(Extracted records)

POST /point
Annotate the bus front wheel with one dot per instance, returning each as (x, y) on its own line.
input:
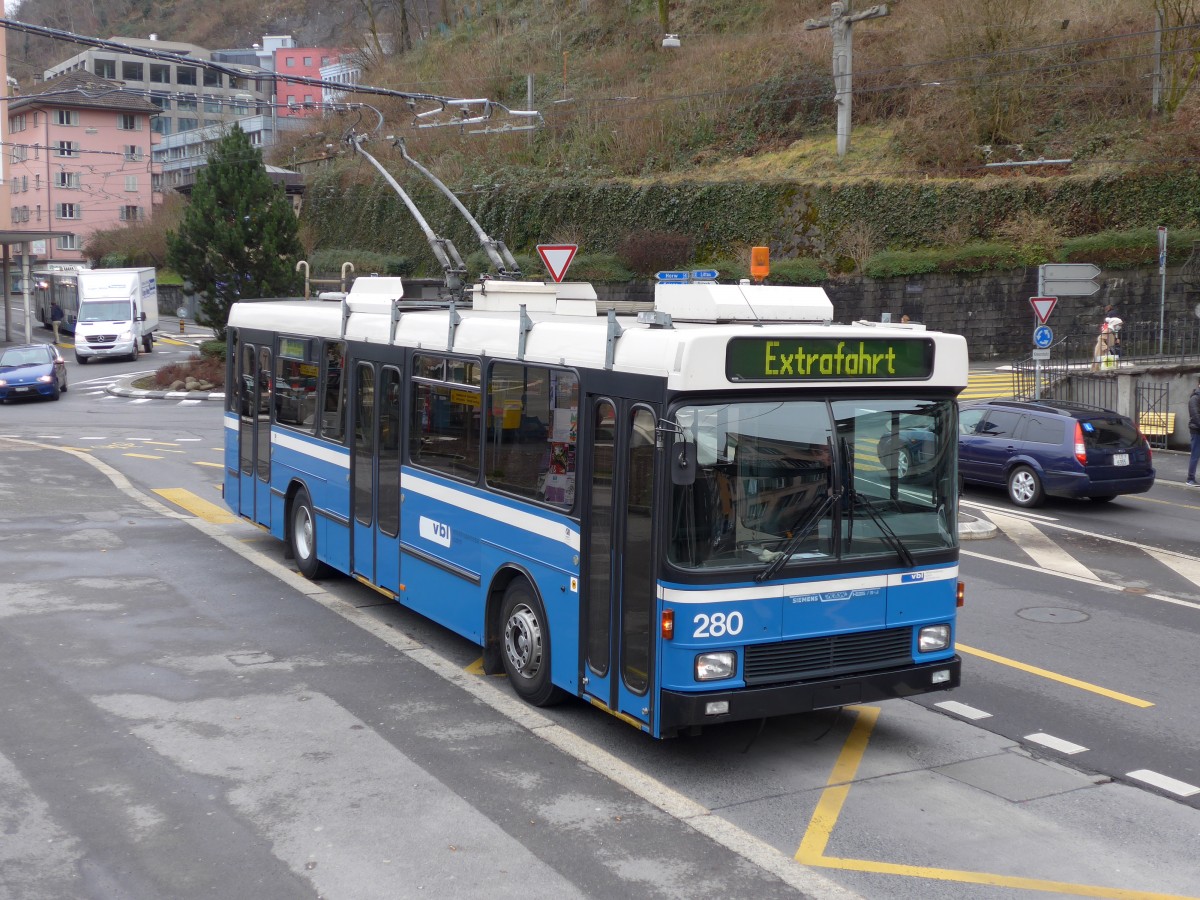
(303, 537)
(526, 646)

(End Extracted records)

Aim of the exercise – Please repeat the lines that run from the one holding "Annotate the bus" to the last line of the material, both included, exactly and without pictures.

Response area –
Annotate the bus front wheel with one dot per instance, returning each as (x, y) on its own line.
input:
(303, 537)
(526, 646)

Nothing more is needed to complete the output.